* begin EXERCISE INPUT *

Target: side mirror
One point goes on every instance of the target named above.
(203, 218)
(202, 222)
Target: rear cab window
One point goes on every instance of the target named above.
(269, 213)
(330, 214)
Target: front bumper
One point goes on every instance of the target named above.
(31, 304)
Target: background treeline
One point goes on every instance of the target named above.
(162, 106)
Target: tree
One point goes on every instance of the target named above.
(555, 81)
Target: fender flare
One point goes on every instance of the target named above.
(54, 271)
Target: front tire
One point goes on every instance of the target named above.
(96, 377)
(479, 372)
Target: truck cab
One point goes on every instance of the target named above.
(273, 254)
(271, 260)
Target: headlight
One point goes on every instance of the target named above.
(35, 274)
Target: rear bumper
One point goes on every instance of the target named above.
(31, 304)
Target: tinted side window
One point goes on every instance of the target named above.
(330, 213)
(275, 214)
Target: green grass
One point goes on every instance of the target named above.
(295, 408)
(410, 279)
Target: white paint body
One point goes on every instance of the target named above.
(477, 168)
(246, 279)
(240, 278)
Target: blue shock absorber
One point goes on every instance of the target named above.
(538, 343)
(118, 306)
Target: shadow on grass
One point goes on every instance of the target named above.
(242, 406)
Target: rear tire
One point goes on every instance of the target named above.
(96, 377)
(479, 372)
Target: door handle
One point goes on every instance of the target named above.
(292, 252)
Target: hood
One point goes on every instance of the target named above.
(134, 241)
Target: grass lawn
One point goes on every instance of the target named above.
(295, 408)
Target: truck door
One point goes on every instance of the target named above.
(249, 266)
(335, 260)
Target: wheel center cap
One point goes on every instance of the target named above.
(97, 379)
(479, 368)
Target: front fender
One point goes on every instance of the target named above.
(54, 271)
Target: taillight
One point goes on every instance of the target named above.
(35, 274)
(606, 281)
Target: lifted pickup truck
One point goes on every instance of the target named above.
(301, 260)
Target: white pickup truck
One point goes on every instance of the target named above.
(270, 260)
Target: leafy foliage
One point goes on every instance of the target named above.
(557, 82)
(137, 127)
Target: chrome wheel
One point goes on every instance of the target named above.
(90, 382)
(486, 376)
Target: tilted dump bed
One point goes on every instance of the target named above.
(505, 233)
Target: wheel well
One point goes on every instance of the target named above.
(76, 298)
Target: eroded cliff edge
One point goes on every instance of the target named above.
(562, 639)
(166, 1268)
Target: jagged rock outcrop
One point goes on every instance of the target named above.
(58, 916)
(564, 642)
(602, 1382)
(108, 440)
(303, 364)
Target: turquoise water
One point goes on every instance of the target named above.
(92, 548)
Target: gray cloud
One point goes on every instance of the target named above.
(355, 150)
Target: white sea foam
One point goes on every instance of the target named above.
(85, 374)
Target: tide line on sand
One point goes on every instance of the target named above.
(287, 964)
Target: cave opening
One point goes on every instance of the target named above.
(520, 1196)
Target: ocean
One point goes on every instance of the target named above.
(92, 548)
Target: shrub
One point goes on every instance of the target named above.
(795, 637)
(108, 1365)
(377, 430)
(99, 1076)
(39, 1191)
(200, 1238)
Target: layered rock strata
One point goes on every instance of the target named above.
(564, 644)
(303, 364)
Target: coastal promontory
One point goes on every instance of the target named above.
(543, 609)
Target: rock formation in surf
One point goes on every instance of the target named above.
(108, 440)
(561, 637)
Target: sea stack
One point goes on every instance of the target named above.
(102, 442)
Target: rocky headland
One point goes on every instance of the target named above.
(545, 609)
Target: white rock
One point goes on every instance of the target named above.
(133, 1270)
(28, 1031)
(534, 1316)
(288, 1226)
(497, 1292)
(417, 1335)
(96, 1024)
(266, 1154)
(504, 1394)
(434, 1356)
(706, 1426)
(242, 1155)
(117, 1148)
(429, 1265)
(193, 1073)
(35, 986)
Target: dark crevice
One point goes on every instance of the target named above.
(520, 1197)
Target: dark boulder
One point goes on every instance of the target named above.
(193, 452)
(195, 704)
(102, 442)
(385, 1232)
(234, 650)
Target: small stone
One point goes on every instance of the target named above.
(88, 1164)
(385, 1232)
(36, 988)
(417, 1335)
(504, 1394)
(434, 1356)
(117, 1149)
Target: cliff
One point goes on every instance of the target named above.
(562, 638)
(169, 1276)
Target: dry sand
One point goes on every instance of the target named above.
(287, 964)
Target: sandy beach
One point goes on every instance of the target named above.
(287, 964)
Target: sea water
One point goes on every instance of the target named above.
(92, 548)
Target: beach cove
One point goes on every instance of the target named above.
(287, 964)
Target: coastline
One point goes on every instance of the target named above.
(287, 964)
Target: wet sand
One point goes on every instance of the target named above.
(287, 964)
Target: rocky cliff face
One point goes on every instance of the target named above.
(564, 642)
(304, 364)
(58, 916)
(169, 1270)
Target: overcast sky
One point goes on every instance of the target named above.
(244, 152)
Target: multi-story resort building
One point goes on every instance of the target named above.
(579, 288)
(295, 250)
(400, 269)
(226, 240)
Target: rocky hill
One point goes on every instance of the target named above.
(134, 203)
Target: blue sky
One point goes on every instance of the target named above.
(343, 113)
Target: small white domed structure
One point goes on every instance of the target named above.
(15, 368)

* end EXERCISE INPUT *

■ WHAT IS ASKED
Retype the listing. Match it exactly.

■ ANSWER TO THE PROBLEM
Target: side mirror
One point goes on every instance of the target named above.
(203, 218)
(202, 222)
Target: rear cab window
One point goes on every instance of the target named above.
(269, 213)
(330, 214)
Target: front bumper
One point goes on every instance of the target named above.
(31, 304)
Target: background treeline
One point goes on every instance of the target named above.
(162, 106)
Target: tree
One point goes on every instance of the target named above.
(555, 81)
Target: fender flare
One point goes on every instance of the target named above.
(54, 271)
Target: front tire
One point goes on every instance of the target named above.
(96, 377)
(479, 372)
Target: truck cab
One point goes on every instance of the target named above.
(273, 254)
(271, 260)
Target: headlight
One point goes on every instance of the target named above.
(35, 274)
Target: rear bumper
One point goes on every instance of the target named above.
(31, 304)
Target: tinted side window
One point goes on every instance of the target named above.
(330, 213)
(275, 214)
Target: green grass
One point goes on every instance of the target named above.
(295, 408)
(410, 279)
Target: white paint body
One point goes on every instance of the target named above.
(477, 168)
(246, 279)
(240, 278)
Target: blue shock absorber
One point goes on every instance of the target named above.
(538, 343)
(118, 306)
Target: shadow on grass
One point goes on every instance of the target named above.
(242, 406)
Target: rear tire
One point goes on every instance of the target named above.
(96, 377)
(479, 372)
Target: door handle
One point goes on every instance of the target named above.
(292, 252)
Target: hood
One point goes on every instance of the target named above.
(134, 241)
Target: grass lawn
One point goes on every instance of the target named above.
(295, 408)
Target: truck door
One point goes on every instance of the target named above.
(249, 266)
(335, 260)
Target: wheel center cap
One point goes on every instance of the target named above.
(97, 379)
(479, 368)
Target: front fender
One point goes on every instance of the target named above.
(54, 271)
Target: taillight
One point goes on every instance of the target named above.
(35, 274)
(606, 281)
Target: lifted pickup truck
One point goes on every instance of the target named above.
(301, 260)
Target: white pickup truck
One point goes on every instance of the target named above.
(270, 260)
Target: leafy foliage
One point goes on every instance of the target named above.
(557, 82)
(137, 127)
Target: chrome wheel
One point goes on every instance of the target named above.
(90, 382)
(486, 376)
Target: tilted dump bed
One point goes on every instance of the target named above.
(505, 233)
Target: wheel well
One point goes on every instance of the target named above.
(76, 298)
Target: eroded cliff edge
One point goes on every instance of the target named above.
(562, 639)
(166, 1268)
Target: jagged rock outcrop
One point goes on every instance of the target named above.
(58, 916)
(564, 642)
(602, 1382)
(108, 440)
(303, 364)
Target: turquoise water
One point goes on every instance of the target named above.
(92, 548)
Target: gray cloud
One point goes on every instance of the target named above.
(355, 150)
Target: white sea foam
One point goes on every instance of the target named above.
(85, 374)
Target: tide line on sand
One point goes on every instance of the target named above.
(287, 964)
Target: cave opening
One point goes on every instance of the target named above.
(520, 1196)
Target: ocean
One point goes on every instance of the target named above.
(92, 548)
Target: shrub
One point goes on every instance of the target named above.
(795, 637)
(108, 1365)
(377, 430)
(99, 1076)
(39, 1191)
(200, 1238)
Target: layered rock strata
One point goes on every instance of the target named above.
(564, 644)
(303, 364)
Target: coastal promontory
One point goes on every instance of the target named above.
(543, 609)
Target: rock formation in surf
One point goes on every instance of the target named above.
(108, 440)
(561, 637)
Target: sea stack
One point goes on every instance of the target named above.
(102, 442)
Target: rocky headland
One point goes on every instance of the target named above.
(545, 609)
Target: white rock
One point goes on every instance of the target named above.
(133, 1270)
(28, 1031)
(534, 1316)
(288, 1226)
(497, 1292)
(417, 1335)
(96, 1024)
(266, 1154)
(504, 1394)
(434, 1356)
(706, 1426)
(242, 1155)
(117, 1148)
(429, 1265)
(193, 1073)
(35, 986)
Target: dark crevice
One point goes on every instance of the target named above.
(520, 1197)
Target: dark boulder
One point goes on every instance of the target named above.
(193, 452)
(195, 704)
(102, 442)
(385, 1232)
(234, 650)
Target: small stone
One point goes on every instance of the target named above.
(88, 1164)
(385, 1232)
(36, 988)
(417, 1335)
(504, 1394)
(434, 1356)
(117, 1149)
Target: cliff
One point goes on every instance of the target named above.
(562, 638)
(169, 1276)
Target: dry sand
One point goes on every instance of the target named above.
(287, 964)
Target: sandy beach
One point goes on every instance of the target named above.
(287, 964)
Target: sea water
One point goes on every instance of the target named above.
(92, 548)
Target: beach cove
One point goes on every instance of the target named above.
(287, 964)
Target: coastline
One point goes on every instance of the target named above.
(287, 964)
Target: wet sand
One point goes on every instance of the target named above.
(287, 964)
Target: rocky cliff face
One point goes on every instance of the target named above.
(564, 642)
(304, 364)
(58, 916)
(169, 1270)
Target: overcast sky
One point goes on every instance of the target named above.
(244, 152)
Target: multi-story resort building
One point goes on every instance of the target named above.
(579, 288)
(295, 250)
(400, 269)
(226, 240)
Target: rocky hill
One point goes on every instance of the target named above.
(134, 203)
Target: blue sky
One point goes on every instance of the target named above.
(343, 113)
Target: small white domed structure
One point goes on every instance of the target named above.
(15, 368)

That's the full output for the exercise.